● Objective 1
Reproduce the game-data post verbatim, everything from "## Friday, July" down to "to work with.".
● Objective 2
Condense the paragraph of the game-data post beginning "As mentioned in my previous post" into a short bulleted list that keeps its main facts.

● Reading text
## Friday, July 22, 2011

### Possessions / Game

As mentioned in my previous post, I've been working lately on a game data set that includes game statistics like Field Goal Percentage, Offensive Rebounds, etc.  After some mucking about, I've imported all the data from my web scraping as well as the scraping done by Lee-Ming over at This Number Crunching Life.  Neither of us have the data from after the start of the Tournament last year, so I'm bugging Lee-Ming to scrape up that data and make his archive complete.  There's also about 10-20% of the games that are missing, either because the scrapers failed to pick them up, or because the Yahoo Sports! statistics were incomplete.  Those problems aside, I have about 11K games in the training set, so still plenty to work with.

Raw records:
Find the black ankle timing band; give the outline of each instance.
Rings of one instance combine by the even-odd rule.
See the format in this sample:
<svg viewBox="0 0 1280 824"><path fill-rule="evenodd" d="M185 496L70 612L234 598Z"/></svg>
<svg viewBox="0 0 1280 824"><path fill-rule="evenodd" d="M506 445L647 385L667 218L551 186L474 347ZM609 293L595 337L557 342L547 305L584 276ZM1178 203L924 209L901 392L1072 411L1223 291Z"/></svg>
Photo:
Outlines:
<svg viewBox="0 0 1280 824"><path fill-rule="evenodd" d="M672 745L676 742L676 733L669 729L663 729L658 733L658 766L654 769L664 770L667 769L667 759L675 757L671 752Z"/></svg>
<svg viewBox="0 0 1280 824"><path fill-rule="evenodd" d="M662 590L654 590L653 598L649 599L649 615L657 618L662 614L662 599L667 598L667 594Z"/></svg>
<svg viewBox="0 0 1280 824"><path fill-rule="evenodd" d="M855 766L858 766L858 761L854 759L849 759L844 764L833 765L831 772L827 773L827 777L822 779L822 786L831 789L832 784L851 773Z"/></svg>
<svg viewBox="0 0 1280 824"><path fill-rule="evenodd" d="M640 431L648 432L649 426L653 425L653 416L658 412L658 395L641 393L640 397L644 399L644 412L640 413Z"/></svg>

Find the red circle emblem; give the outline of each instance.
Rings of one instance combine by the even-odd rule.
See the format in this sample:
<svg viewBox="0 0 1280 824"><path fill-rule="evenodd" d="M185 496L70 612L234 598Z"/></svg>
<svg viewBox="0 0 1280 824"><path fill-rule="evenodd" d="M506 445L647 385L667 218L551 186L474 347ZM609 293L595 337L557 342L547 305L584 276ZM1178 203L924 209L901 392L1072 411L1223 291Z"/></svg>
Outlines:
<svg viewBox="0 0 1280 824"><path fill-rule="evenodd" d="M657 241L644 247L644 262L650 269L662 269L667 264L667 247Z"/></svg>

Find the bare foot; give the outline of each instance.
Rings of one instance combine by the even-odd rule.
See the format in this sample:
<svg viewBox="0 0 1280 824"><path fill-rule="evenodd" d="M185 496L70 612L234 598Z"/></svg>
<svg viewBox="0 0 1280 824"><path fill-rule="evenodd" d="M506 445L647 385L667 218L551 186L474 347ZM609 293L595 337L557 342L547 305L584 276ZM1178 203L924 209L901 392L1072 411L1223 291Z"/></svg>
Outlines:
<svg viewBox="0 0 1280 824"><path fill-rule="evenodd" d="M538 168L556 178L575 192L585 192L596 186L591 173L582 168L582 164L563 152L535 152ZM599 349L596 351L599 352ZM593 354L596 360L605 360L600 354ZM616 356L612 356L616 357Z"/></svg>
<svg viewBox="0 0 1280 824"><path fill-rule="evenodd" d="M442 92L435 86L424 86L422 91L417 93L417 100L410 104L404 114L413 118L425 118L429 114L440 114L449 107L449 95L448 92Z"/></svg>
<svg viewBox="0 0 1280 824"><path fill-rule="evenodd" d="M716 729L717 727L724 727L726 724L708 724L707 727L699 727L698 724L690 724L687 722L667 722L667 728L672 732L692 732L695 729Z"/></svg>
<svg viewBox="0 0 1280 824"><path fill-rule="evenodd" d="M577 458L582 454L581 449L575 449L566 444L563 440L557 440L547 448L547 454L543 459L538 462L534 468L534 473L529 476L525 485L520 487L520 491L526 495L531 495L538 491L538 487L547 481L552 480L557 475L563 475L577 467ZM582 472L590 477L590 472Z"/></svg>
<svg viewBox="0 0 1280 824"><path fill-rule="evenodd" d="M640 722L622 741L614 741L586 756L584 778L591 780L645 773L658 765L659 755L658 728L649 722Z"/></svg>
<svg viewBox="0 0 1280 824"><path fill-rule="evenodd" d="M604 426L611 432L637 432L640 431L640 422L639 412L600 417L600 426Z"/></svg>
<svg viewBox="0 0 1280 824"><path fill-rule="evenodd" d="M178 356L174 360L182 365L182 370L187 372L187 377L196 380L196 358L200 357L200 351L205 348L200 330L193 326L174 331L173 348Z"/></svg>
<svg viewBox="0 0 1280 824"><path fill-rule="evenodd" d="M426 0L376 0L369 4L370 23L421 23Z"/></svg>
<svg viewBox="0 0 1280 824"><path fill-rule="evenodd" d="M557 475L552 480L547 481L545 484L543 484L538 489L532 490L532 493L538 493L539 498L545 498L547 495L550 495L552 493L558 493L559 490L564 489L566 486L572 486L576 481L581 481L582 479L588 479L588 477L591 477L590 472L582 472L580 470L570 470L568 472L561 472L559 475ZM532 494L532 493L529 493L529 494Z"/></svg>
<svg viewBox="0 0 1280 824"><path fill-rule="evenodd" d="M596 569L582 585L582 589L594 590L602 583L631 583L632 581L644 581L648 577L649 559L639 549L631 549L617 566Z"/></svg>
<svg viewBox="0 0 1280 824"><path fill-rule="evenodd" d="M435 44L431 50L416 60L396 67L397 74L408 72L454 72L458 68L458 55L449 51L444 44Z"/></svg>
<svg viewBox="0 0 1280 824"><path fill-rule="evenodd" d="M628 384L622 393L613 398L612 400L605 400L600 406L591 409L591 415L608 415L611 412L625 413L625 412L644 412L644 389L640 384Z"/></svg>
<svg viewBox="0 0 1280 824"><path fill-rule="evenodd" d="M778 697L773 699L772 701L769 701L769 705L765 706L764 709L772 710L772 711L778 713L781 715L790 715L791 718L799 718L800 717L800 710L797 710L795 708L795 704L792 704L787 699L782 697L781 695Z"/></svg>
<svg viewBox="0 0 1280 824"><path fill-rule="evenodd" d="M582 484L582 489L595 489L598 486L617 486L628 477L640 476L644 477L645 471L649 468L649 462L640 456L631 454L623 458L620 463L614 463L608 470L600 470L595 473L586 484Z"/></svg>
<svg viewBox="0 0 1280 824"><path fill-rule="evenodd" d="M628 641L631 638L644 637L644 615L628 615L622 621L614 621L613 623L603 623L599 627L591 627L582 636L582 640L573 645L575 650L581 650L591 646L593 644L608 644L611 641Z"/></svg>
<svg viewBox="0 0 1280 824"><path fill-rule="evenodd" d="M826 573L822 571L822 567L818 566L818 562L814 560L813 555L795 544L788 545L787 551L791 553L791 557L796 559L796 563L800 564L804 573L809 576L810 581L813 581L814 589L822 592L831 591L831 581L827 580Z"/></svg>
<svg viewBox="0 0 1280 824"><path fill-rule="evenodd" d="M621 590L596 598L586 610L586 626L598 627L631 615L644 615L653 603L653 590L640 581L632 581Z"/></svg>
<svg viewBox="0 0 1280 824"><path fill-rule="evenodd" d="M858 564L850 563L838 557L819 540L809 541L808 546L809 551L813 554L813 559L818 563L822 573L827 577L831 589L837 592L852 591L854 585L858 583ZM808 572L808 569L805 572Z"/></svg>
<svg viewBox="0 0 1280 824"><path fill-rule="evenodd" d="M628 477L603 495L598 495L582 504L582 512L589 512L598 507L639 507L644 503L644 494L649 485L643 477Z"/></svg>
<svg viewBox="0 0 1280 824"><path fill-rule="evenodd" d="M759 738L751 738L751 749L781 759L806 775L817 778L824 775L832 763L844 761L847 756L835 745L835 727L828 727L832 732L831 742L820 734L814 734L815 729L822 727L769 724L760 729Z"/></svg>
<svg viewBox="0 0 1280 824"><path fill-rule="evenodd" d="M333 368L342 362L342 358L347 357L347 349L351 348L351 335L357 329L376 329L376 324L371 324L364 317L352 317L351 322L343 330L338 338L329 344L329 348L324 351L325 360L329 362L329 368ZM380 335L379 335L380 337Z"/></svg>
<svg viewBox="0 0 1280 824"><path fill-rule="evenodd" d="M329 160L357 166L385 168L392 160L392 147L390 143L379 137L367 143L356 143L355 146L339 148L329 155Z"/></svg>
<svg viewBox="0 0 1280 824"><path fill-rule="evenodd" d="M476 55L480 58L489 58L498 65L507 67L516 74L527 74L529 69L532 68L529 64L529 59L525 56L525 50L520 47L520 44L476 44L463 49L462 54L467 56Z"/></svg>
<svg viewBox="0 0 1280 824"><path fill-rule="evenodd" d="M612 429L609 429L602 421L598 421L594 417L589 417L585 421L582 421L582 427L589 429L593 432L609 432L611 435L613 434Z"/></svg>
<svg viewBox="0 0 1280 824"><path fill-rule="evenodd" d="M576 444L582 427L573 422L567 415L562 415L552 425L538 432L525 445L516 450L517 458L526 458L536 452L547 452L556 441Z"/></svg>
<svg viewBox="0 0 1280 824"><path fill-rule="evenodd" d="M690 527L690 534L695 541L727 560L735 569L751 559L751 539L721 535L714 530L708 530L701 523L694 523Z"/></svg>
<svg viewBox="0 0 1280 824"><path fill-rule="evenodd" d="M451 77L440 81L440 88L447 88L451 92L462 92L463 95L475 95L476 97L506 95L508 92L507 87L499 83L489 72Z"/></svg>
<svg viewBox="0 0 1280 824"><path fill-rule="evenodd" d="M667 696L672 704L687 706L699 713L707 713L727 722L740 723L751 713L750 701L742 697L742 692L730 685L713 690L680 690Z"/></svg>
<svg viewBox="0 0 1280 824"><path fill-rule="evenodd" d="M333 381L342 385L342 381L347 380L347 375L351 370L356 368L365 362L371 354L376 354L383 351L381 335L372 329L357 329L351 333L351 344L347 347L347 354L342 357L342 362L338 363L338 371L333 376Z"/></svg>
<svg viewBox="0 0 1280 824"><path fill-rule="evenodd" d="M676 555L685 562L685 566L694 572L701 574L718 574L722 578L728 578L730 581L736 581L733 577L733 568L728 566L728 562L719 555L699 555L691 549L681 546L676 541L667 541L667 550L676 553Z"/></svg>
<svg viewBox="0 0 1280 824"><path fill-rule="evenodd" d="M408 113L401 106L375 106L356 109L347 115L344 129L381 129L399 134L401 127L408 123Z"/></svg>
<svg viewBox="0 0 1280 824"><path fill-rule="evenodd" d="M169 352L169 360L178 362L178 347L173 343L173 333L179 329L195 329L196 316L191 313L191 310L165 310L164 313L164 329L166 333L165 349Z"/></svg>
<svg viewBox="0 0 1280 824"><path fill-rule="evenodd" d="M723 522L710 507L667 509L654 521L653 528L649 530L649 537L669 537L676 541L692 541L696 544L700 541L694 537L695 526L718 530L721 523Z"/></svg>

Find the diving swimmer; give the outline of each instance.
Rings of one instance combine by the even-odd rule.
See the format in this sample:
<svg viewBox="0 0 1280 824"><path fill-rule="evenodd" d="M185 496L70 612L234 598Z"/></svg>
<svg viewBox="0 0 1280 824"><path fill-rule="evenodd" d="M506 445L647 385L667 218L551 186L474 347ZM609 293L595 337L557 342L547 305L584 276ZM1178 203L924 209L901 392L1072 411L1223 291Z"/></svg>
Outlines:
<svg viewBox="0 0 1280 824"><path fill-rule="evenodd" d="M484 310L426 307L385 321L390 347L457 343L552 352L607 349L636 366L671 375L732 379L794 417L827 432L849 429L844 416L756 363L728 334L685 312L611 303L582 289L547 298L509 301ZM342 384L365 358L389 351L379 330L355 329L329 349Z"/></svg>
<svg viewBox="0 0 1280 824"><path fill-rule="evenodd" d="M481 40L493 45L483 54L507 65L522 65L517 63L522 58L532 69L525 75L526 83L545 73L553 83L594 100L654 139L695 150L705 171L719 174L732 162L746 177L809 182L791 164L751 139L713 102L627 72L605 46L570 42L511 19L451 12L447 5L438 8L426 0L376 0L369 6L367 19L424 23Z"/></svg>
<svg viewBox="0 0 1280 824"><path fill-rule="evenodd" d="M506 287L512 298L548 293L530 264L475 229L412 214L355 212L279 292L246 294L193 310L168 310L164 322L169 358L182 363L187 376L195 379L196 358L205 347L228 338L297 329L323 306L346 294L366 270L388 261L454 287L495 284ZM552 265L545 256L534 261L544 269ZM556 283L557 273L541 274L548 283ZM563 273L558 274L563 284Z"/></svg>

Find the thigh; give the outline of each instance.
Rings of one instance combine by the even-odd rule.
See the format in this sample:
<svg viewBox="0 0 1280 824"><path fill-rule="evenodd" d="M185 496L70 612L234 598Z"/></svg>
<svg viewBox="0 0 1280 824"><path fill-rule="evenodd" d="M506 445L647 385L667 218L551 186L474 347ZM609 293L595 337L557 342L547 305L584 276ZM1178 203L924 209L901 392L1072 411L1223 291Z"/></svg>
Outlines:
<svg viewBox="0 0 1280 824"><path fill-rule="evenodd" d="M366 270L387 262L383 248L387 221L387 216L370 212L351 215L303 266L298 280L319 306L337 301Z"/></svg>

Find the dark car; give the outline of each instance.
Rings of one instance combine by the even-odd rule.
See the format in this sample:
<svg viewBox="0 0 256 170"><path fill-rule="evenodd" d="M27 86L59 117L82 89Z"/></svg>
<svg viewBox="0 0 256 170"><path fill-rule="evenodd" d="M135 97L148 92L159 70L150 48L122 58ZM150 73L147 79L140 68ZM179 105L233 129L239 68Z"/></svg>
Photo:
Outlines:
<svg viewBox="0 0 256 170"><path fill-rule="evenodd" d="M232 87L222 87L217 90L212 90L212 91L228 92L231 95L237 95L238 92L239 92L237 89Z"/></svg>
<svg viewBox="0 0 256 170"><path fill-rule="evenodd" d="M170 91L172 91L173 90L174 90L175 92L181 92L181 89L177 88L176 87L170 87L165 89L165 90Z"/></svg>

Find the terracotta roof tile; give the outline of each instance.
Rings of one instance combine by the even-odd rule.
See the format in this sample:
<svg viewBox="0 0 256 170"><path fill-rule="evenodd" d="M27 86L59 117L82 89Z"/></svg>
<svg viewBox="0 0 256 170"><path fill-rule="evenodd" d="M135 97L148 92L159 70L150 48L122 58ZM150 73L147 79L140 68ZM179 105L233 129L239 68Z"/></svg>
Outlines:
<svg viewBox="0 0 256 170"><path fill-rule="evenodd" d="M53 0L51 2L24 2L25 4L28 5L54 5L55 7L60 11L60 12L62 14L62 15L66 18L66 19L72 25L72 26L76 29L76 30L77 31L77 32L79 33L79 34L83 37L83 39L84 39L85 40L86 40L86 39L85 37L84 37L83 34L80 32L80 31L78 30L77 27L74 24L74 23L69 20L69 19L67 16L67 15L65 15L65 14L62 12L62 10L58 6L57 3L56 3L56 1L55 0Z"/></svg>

● Exercise output 1
## Friday, July 22, 2011

### Possessions / Game

As mentioned in my previous post, I've been working lately on a game data set that includes game statistics like Field Goal Percentage, Offensive Rebounds, etc.  After some mucking about, I've imported all the data from my web scraping as well as the scraping done by Lee-Ming over at This Number Crunching Life.  Neither of us have the data from after the start of the Tournament last year, so I'm bugging Lee-Ming to scrape up that data and make his archive complete.  There's also about 10-20% of the games that are missing, either because the scrapers failed to pick them up, or because the Yahoo Sports! statistics were incomplete.  Those problems aside, I have about 11K games in the training set, so still plenty to work with.

● Exercise output 2
- The author is building a game data set with statistics such as Field Goal Percentage and Offensive Rebounds.
- It combines the author's own web scraping with scraping done by Lee-Ming of This Number Crunching Life.
- Neither source has data from after the start of last year's Tournament, and the author is asking Lee-Ming to scrape it to complete the archive.
- About 10-20% of games are missing, due to scraper failures or incomplete Yahoo Sports! statistics.
- Even so, the training set has about 11K games, still plenty to work with.